Write the records out again, exactly as they stand below.

......

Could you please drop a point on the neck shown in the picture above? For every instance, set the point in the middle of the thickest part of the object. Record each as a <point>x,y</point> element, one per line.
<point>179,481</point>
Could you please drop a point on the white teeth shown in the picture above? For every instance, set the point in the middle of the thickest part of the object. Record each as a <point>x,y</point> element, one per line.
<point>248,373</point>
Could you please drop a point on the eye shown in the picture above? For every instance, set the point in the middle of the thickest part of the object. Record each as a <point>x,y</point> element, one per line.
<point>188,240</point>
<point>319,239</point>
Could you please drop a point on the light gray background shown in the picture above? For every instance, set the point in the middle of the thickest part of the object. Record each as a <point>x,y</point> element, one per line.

......

- _SOLVED PROBLEM_
Could you please drop a point on the neck shown in the picture above? For every instance, set the point in the middle of the thickest part of the object. Record each as a <point>x,y</point> element, one per line.
<point>179,481</point>
Could you please drop a point on the white teeth shown in the picture above? For every instance, set the point in the middle of the thickest part of the object. Record each as a <point>x,y</point> element, one per line.
<point>248,373</point>
Could you please drop a point on the eye shown in the picture above? For every instance, set the point in the middle of the thickest part of the object. Record each as a <point>x,y</point> element, one per line.
<point>188,240</point>
<point>319,239</point>
Could you please drop a point on the light gray background shown in the picture above? For every instance, set the point in the middle of the thickest part of the object. Record each as a <point>x,y</point> element, one per line.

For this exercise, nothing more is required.